TASK OBJECTIVE: If a record below holds a picture, drop the picture and copy everything else exactly.

RECORDS TO USE:

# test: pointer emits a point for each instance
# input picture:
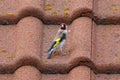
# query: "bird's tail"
(50, 53)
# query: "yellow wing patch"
(57, 42)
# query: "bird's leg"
(50, 53)
(61, 50)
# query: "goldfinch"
(59, 40)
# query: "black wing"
(53, 43)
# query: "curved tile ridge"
(31, 73)
(107, 14)
(27, 43)
(27, 73)
(29, 46)
(45, 10)
(78, 73)
(78, 47)
(106, 39)
(65, 10)
(13, 11)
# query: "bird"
(59, 40)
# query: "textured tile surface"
(28, 27)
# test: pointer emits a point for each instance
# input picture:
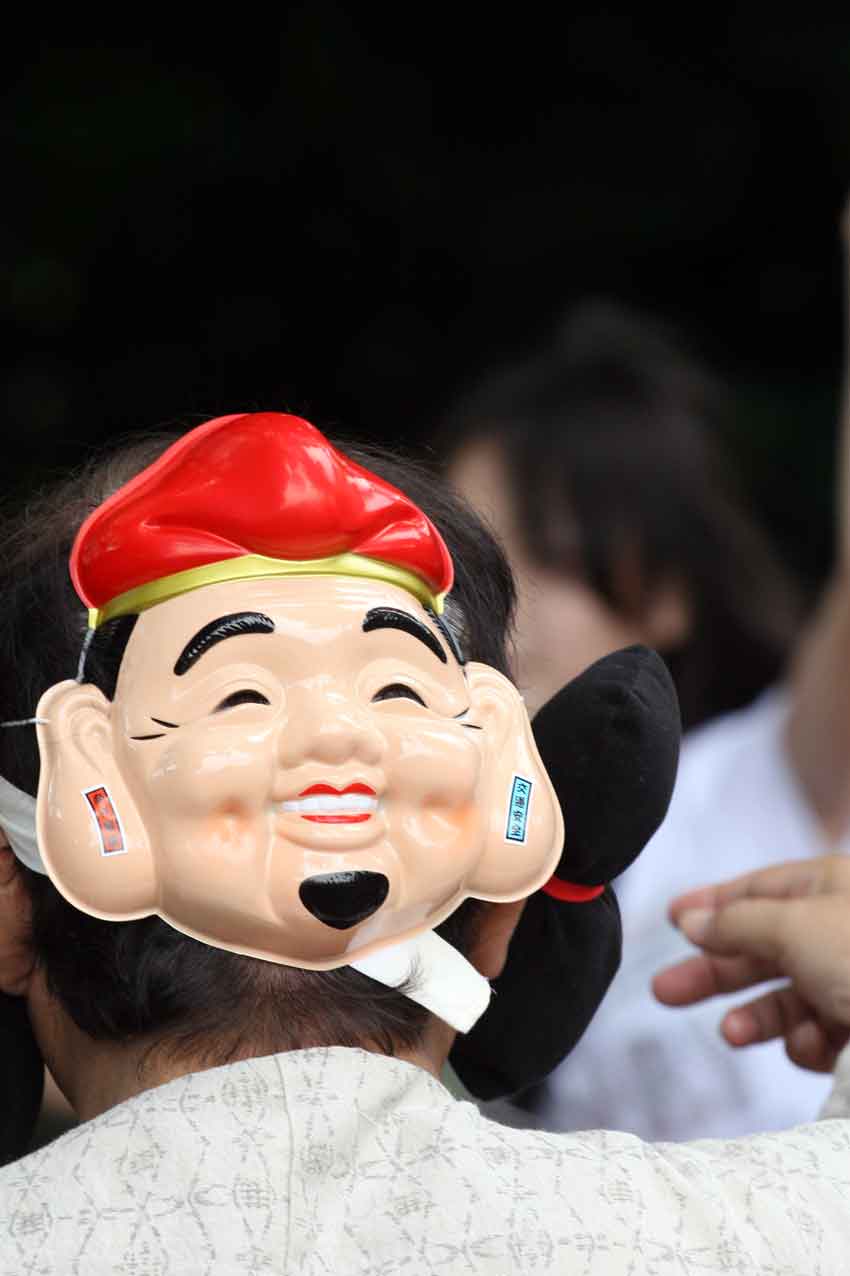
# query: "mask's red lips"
(327, 804)
(329, 789)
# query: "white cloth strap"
(18, 822)
(444, 981)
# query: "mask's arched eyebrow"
(388, 618)
(449, 637)
(225, 627)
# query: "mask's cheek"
(203, 773)
(434, 816)
(206, 801)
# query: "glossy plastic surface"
(263, 484)
(295, 768)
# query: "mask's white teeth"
(332, 804)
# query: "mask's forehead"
(314, 620)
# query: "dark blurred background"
(347, 216)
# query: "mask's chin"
(343, 900)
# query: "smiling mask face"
(296, 768)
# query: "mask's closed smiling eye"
(397, 690)
(245, 697)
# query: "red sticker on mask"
(106, 821)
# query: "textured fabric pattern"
(335, 1163)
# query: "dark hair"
(610, 438)
(143, 979)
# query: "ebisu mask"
(295, 764)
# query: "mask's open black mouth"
(341, 900)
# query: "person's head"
(143, 981)
(596, 462)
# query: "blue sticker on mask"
(518, 810)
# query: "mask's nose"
(342, 900)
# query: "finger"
(779, 882)
(812, 1045)
(760, 929)
(767, 1017)
(703, 976)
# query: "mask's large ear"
(526, 832)
(89, 831)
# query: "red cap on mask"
(262, 489)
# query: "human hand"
(791, 921)
(15, 953)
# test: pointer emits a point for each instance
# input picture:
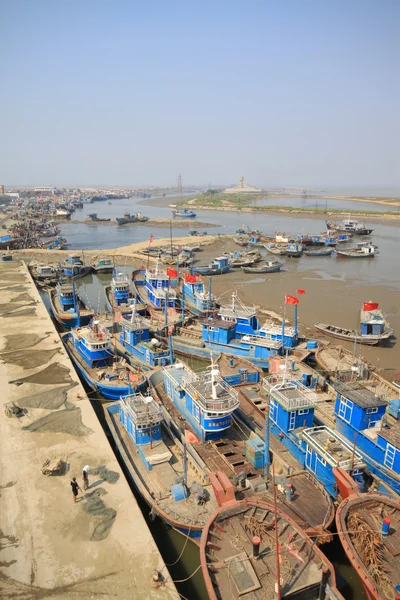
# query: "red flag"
(190, 438)
(370, 306)
(190, 278)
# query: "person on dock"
(85, 476)
(75, 488)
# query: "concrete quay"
(49, 546)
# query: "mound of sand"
(61, 421)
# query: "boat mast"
(278, 557)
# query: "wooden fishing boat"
(279, 249)
(218, 266)
(241, 240)
(244, 546)
(269, 267)
(325, 252)
(369, 530)
(155, 460)
(352, 335)
(363, 252)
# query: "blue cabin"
(141, 417)
(66, 296)
(157, 287)
(195, 297)
(120, 288)
(204, 399)
(291, 414)
(359, 417)
(372, 322)
(73, 265)
(136, 339)
(93, 345)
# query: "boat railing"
(290, 394)
(191, 382)
(352, 462)
(142, 410)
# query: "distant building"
(45, 190)
(242, 188)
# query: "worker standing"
(85, 476)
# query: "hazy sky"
(132, 93)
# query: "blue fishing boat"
(119, 298)
(74, 267)
(218, 266)
(90, 349)
(154, 286)
(68, 309)
(236, 330)
(374, 328)
(138, 346)
(361, 418)
(324, 252)
(318, 449)
(184, 212)
(195, 298)
(103, 265)
(205, 400)
(173, 481)
(294, 250)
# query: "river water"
(335, 289)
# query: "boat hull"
(193, 532)
(350, 336)
(68, 320)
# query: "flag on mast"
(370, 306)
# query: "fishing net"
(105, 474)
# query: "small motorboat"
(241, 240)
(324, 252)
(363, 252)
(269, 267)
(185, 213)
(278, 249)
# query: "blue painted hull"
(193, 533)
(185, 349)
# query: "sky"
(126, 93)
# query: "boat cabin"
(204, 399)
(194, 293)
(326, 450)
(93, 344)
(66, 296)
(120, 288)
(157, 285)
(141, 417)
(360, 417)
(136, 339)
(291, 413)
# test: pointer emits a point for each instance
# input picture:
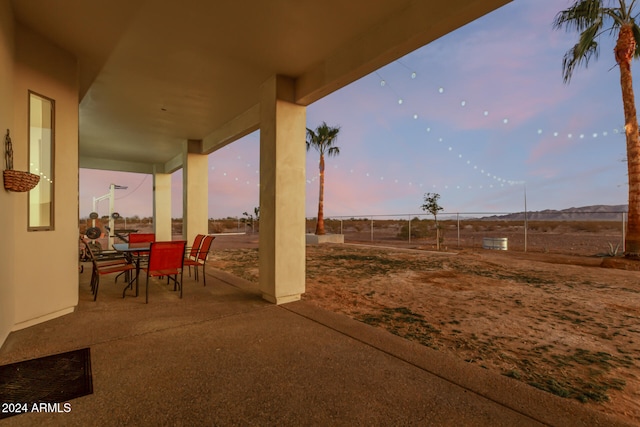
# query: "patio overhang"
(153, 74)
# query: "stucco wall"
(7, 280)
(46, 262)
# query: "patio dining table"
(136, 251)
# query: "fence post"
(372, 229)
(624, 237)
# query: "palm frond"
(322, 139)
(580, 16)
(581, 53)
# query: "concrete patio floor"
(223, 356)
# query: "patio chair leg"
(146, 297)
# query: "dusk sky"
(474, 116)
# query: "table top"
(132, 247)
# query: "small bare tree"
(431, 205)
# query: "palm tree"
(323, 139)
(592, 18)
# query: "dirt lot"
(558, 322)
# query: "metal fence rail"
(584, 233)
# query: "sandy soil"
(557, 322)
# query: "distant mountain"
(585, 213)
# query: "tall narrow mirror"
(41, 150)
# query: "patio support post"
(282, 192)
(162, 206)
(195, 188)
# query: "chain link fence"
(577, 233)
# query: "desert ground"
(554, 319)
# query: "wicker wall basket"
(19, 180)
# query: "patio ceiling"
(154, 74)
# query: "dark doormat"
(45, 384)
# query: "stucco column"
(195, 192)
(162, 206)
(282, 192)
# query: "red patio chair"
(165, 259)
(201, 257)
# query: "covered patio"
(156, 86)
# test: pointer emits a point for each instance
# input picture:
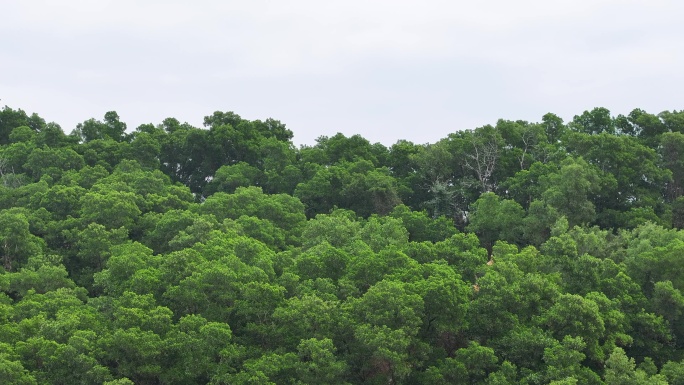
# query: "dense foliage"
(520, 253)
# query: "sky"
(387, 70)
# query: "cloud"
(386, 69)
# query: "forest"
(526, 253)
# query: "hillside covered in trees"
(518, 253)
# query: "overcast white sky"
(387, 70)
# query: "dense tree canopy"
(514, 253)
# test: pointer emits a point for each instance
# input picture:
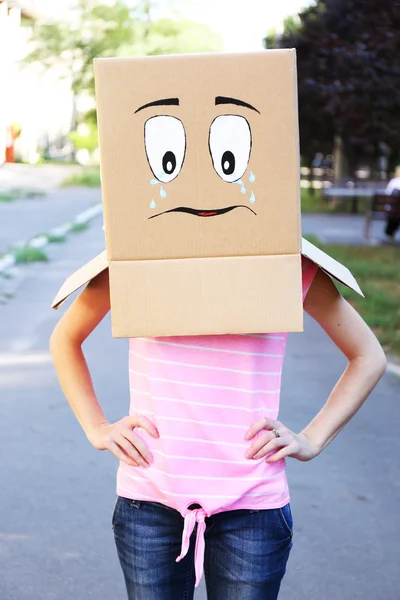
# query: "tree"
(349, 76)
(112, 29)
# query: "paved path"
(342, 229)
(23, 219)
(57, 493)
(34, 177)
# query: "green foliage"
(79, 227)
(16, 193)
(88, 177)
(167, 36)
(103, 30)
(56, 239)
(6, 197)
(88, 141)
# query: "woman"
(202, 455)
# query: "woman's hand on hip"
(287, 443)
(121, 440)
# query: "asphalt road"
(57, 493)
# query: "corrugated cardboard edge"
(98, 264)
(331, 266)
(81, 277)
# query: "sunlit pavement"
(57, 493)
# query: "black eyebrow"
(225, 100)
(163, 102)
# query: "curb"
(9, 261)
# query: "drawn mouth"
(203, 213)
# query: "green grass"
(16, 193)
(311, 202)
(89, 177)
(27, 254)
(6, 197)
(56, 239)
(377, 270)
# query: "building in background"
(36, 106)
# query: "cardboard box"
(200, 181)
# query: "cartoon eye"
(165, 144)
(230, 146)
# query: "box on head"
(201, 195)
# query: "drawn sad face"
(229, 144)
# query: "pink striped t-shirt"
(202, 393)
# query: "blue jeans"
(245, 556)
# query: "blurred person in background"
(393, 189)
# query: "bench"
(383, 207)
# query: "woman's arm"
(74, 327)
(367, 364)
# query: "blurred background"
(54, 517)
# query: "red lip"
(203, 213)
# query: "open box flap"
(331, 266)
(81, 277)
(98, 264)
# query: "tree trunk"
(340, 166)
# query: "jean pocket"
(114, 513)
(286, 519)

WRITTEN RESPONSE:
# test: pointer emits a point for each instance
# input picture:
# query: "bird's tail"
(50, 53)
# query: "yellow wing patch"
(57, 42)
# query: "bird's leg"
(50, 53)
(61, 50)
# query: "goldfinch"
(59, 40)
# query: "black wing"
(53, 43)
# query: "curved tile ridge"
(31, 73)
(107, 14)
(27, 43)
(27, 73)
(29, 46)
(45, 10)
(78, 73)
(78, 47)
(106, 39)
(65, 10)
(13, 11)
# query: "bird"
(59, 40)
# query: "textured tile surface"
(28, 27)
# test: pointer emits a point for each instance
# input picture:
# query: "mask's red lips"
(327, 804)
(329, 789)
# query: "white cloth strap"
(18, 822)
(444, 981)
# query: "mask's arched eyebrow"
(388, 618)
(449, 637)
(225, 627)
# query: "mask's cheek"
(203, 773)
(434, 816)
(206, 801)
# query: "glossy plastic surface"
(263, 484)
(295, 768)
# query: "mask's white teeth"
(332, 804)
# query: "mask's forehead"
(314, 620)
# query: "dark blurred background"
(347, 216)
# query: "mask's chin"
(343, 900)
# query: "smiling mask face"
(296, 768)
# query: "mask's closed smiling eye"
(397, 690)
(245, 697)
# query: "red sticker on mask"
(106, 821)
# query: "textured fabric pattern"
(335, 1163)
# query: "dark hair"
(610, 438)
(143, 979)
# query: "ebisu mask"
(295, 764)
# query: "mask's open black mouth"
(341, 900)
# query: "person's head"
(143, 981)
(596, 462)
# query: "blue sticker on mask"
(518, 810)
# query: "mask's nose"
(342, 900)
# query: "finger"
(779, 882)
(812, 1045)
(760, 929)
(767, 1017)
(703, 976)
# query: "mask's large ear"
(526, 832)
(89, 831)
# query: "red cap on mask"
(262, 489)
# query: "human hand"
(791, 921)
(15, 953)
# test: pointer emits a point for each instance
# input picture:
# query: "red flag"
(190, 438)
(370, 306)
(190, 278)
# query: "person on dock"
(85, 476)
(75, 488)
# query: "concrete quay"
(49, 546)
# query: "mound of sand"
(61, 421)
# query: "boat mast"
(278, 557)
# query: "wooden fishing boat"
(279, 249)
(218, 266)
(241, 240)
(244, 546)
(269, 267)
(325, 252)
(369, 530)
(155, 460)
(352, 335)
(363, 252)
# query: "blue cabin"
(141, 417)
(66, 296)
(157, 287)
(195, 297)
(120, 288)
(204, 399)
(291, 414)
(359, 417)
(372, 322)
(73, 265)
(136, 339)
(93, 345)
# query: "boat railing"
(290, 394)
(191, 382)
(352, 462)
(142, 410)
# query: "distant building"
(45, 190)
(242, 188)
# query: "worker standing"
(85, 476)
# query: "hazy sky"
(132, 93)
# query: "blue fishing boat"
(119, 298)
(74, 267)
(218, 266)
(90, 349)
(154, 286)
(68, 309)
(236, 330)
(374, 328)
(138, 346)
(361, 418)
(324, 252)
(318, 449)
(184, 212)
(195, 298)
(103, 265)
(205, 400)
(173, 481)
(294, 250)
# query: "river water"
(335, 289)
# query: "boat hull"
(193, 532)
(350, 336)
(68, 320)
# query: "flag on mast"
(370, 306)
# query: "fishing net"
(105, 474)
# query: "small motorboat"
(241, 240)
(324, 252)
(363, 252)
(269, 267)
(185, 213)
(278, 249)
# query: "blue painted hull"
(193, 533)
(185, 349)
# query: "sky"
(126, 93)
# query: "boat cabin"
(204, 399)
(194, 293)
(326, 450)
(93, 344)
(66, 296)
(120, 288)
(157, 285)
(141, 417)
(360, 417)
(136, 339)
(291, 413)
# test: pointer emits a point for each instance
# input picture:
# query: "patio overhang"
(153, 74)
# query: "stucco wall"
(7, 280)
(46, 262)
# query: "patio dining table"
(136, 251)
# query: "fence post"
(372, 229)
(624, 237)
# query: "palm frond"
(322, 139)
(580, 16)
(581, 53)
# query: "concrete patio floor"
(223, 356)
# query: "patio chair leg"
(146, 297)
# query: "dusk sky"
(474, 116)
# query: "table top"
(132, 247)
# query: "small bare tree"
(431, 205)
# query: "palm tree"
(323, 139)
(592, 18)
# query: "dirt lot"
(558, 322)
# query: "metal fence rail"
(584, 233)
# query: "sandy soil"
(557, 322)
# query: "distant mountain"
(585, 213)
# query: "tall narrow mirror"
(41, 150)
# query: "patio support post"
(282, 192)
(162, 206)
(195, 188)
# query: "chain link fence"
(577, 233)
# query: "desert ground"
(554, 319)
# query: "wicker wall basket"
(19, 180)
# query: "patio ceiling"
(154, 74)
# query: "dark doormat"
(45, 384)
# query: "stucco column"
(195, 192)
(162, 206)
(282, 192)
# query: "red patio chair"
(165, 259)
(201, 257)
# query: "covered patio"
(156, 86)
# test: pointer emits a point for each instance
# input picture:
# query: "dense foliage"
(520, 253)
# query: "sky"
(387, 70)
# query: "cloud"
(386, 69)
# query: "forest"
(526, 253)
# query: "hillside covered in trees"
(518, 253)
# query: "overcast white sky"
(387, 70)
# query: "dense tree canopy"
(514, 253)
# test: pointer emits a point for each instance
# input picture:
# query: "tree"
(349, 76)
(112, 29)
# query: "paved path"
(342, 229)
(23, 219)
(57, 493)
(34, 177)
# query: "green foliage"
(79, 227)
(16, 193)
(88, 177)
(167, 36)
(103, 30)
(56, 239)
(6, 197)
(88, 141)
# query: "woman"
(202, 455)
# query: "woman's hand on hip"
(287, 443)
(121, 440)
# query: "asphalt road"
(57, 493)
# query: "corrugated cardboard edge"
(98, 264)
(331, 266)
(81, 277)
# query: "sunlit pavement"
(57, 493)
# query: "black eyebrow"
(225, 100)
(163, 102)
# query: "curb"
(9, 261)
# query: "drawn mouth"
(203, 213)
# query: "green grass"
(16, 193)
(311, 202)
(89, 177)
(27, 254)
(6, 197)
(56, 239)
(377, 270)
# query: "building in background"
(36, 106)
# query: "cardboard box"
(200, 181)
# query: "cartoon eye"
(165, 144)
(230, 146)
# query: "box on head"
(201, 195)
# query: "drawn sad face"
(229, 144)
# query: "pink striped t-shirt"
(202, 393)
# query: "blue jeans"
(245, 556)
# query: "blurred person in background"
(393, 189)
# query: "bench"
(383, 207)
# query: "woman's arm"
(74, 327)
(367, 364)
# query: "blurred background"
(54, 517)
# query: "red lip"
(203, 213)
# query: "open box flap"
(331, 266)
(81, 277)
(98, 264)
# query: "tree trunk"
(340, 166)
# query: "jean pocket"
(114, 513)
(286, 519)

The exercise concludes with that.